» **GIVEN ENTRIES**:

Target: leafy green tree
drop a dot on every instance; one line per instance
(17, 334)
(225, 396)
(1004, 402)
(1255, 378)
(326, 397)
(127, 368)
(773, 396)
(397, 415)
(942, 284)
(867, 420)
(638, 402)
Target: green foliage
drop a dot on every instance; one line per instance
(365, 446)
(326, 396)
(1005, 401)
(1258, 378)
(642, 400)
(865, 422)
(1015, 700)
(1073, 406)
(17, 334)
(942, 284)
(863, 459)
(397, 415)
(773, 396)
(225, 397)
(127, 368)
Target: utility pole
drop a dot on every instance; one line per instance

...

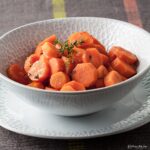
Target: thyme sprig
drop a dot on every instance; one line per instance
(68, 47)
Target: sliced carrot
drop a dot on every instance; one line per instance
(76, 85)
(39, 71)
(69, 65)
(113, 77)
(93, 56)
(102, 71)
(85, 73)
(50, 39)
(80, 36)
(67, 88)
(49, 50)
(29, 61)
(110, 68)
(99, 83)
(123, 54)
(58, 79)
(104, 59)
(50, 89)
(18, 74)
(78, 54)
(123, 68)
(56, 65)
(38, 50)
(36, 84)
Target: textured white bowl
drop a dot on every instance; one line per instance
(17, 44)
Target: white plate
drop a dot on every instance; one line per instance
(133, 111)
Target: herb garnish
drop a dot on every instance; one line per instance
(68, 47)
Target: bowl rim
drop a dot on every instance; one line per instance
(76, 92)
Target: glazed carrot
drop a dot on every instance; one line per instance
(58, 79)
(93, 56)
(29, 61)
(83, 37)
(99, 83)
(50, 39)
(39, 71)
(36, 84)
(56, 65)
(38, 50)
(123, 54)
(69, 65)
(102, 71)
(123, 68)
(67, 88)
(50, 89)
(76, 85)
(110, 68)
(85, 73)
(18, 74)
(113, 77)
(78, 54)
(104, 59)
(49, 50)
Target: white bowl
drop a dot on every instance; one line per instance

» **WORK TO COMPLETE**: State how many lines in the items above contain the word "Target". Give only the number.

» **RESULT OF THE TASK**: 11